• TASK STATEMENT: What is wanted is the line holding "Mark one point per instance of the blue" and every later line through the end of the entries, set down exactly.

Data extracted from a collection
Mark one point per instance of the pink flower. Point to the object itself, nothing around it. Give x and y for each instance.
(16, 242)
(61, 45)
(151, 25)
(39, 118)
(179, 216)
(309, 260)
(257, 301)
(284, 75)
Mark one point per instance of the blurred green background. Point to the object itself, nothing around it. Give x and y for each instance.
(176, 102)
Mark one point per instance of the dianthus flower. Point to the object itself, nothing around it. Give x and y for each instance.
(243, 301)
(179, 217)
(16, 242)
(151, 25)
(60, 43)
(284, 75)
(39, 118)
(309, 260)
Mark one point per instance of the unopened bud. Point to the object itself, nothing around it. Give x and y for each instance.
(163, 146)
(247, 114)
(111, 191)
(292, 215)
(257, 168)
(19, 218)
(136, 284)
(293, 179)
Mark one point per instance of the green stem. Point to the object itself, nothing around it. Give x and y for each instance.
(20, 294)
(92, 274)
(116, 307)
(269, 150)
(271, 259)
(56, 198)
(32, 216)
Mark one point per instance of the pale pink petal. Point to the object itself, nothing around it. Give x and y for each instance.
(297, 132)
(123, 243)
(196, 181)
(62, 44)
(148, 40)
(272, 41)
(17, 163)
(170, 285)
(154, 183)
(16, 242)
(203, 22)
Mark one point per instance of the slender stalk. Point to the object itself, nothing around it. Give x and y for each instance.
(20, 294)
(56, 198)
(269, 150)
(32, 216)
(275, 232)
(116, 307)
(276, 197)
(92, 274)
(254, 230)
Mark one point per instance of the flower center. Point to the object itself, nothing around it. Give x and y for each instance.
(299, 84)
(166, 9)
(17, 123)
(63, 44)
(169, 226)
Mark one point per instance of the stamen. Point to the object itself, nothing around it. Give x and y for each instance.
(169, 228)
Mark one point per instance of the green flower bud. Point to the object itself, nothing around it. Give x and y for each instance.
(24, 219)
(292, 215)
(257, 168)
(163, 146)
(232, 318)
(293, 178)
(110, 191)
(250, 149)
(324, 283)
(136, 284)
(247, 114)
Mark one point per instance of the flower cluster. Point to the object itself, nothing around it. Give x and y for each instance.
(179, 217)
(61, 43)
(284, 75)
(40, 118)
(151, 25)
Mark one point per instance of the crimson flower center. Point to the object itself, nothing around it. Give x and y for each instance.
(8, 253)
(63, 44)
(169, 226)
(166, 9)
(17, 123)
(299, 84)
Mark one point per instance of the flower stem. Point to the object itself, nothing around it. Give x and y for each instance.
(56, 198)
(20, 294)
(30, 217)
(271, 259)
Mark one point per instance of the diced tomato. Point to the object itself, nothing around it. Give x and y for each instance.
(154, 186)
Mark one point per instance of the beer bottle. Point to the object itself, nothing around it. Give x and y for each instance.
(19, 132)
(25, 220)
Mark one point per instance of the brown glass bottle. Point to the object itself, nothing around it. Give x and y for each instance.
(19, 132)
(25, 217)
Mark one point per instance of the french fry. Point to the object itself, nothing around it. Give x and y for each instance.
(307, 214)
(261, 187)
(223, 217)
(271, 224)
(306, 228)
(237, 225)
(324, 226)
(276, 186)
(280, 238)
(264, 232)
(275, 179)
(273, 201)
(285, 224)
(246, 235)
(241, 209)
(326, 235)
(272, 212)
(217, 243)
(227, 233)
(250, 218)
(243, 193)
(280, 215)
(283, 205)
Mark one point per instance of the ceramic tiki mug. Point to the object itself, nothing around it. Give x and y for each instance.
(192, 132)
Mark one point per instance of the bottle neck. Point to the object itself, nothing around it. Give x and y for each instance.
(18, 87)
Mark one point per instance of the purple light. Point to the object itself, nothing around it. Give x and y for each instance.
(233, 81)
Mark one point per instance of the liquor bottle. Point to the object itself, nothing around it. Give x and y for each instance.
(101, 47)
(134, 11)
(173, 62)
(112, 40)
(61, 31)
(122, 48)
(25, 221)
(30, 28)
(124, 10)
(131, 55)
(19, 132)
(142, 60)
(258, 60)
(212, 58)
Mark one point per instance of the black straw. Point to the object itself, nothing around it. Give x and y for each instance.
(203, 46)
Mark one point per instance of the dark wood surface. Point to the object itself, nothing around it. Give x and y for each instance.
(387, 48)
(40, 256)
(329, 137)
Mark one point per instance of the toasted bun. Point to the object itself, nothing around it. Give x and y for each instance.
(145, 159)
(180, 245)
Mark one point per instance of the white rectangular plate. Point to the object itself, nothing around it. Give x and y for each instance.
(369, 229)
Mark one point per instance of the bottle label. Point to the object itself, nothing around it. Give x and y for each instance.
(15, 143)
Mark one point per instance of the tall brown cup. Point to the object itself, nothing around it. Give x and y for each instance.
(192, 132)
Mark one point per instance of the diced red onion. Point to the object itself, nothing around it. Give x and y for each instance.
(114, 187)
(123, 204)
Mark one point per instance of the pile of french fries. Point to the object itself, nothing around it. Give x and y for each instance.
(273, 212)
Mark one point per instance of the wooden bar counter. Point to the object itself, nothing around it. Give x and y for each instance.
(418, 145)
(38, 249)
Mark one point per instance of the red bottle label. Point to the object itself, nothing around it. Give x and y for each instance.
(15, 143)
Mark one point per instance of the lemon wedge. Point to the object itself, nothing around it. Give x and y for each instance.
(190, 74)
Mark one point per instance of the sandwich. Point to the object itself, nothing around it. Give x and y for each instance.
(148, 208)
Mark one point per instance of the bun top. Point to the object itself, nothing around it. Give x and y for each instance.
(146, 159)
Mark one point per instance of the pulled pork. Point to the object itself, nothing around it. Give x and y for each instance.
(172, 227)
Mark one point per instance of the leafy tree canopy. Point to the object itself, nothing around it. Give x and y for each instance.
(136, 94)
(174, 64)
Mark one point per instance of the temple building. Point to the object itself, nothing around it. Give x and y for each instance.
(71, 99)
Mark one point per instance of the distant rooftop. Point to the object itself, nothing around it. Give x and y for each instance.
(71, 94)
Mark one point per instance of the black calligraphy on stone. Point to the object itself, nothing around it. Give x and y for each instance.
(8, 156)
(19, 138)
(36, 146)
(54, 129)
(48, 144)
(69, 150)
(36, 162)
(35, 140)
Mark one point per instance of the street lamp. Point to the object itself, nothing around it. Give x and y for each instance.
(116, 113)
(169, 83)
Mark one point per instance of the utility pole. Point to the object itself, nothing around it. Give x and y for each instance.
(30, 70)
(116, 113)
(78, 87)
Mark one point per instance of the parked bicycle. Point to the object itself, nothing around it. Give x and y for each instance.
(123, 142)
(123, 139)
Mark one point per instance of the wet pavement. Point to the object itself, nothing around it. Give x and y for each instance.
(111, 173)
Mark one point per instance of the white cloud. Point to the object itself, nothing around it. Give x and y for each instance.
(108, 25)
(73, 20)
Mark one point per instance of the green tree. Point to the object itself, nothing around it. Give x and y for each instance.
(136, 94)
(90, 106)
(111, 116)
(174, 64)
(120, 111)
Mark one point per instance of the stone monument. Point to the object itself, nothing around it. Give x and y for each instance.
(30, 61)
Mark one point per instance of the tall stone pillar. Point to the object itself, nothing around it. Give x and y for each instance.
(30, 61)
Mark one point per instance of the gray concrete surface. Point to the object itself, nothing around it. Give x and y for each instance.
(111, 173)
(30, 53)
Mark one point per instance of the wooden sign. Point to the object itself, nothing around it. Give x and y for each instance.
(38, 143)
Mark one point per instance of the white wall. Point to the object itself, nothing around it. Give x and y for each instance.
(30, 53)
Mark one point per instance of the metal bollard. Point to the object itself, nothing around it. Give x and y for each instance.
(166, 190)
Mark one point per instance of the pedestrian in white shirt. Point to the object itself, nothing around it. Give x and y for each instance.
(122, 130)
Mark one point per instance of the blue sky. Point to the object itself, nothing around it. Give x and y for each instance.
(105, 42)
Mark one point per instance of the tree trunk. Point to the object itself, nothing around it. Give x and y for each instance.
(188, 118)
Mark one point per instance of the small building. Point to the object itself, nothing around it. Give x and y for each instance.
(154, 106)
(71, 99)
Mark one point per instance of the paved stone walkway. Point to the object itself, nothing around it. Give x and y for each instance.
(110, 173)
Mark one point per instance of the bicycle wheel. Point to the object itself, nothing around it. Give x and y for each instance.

• PROBLEM SOLUTION:
Mark one point per instance of the blue sky. Point to the object itself, nothing around it. Give x and y for each instance.
(105, 42)
Mark one point per instance of the tree trunk. Point to the object itself, nothing around it. Give x and y for each instance.
(188, 118)
Mark one point per instance of the small building. Point to the object itself, nothing around it. Give x and y for each instance.
(154, 106)
(71, 99)
Mark one point per instance of the paved stone walkway. Point to the object itself, nothing around it. Give x and y for each instance.
(110, 173)
Mark one point per instance of the bicycle wheel. Point to the object itself, nothing around it. Give x and y for each instance.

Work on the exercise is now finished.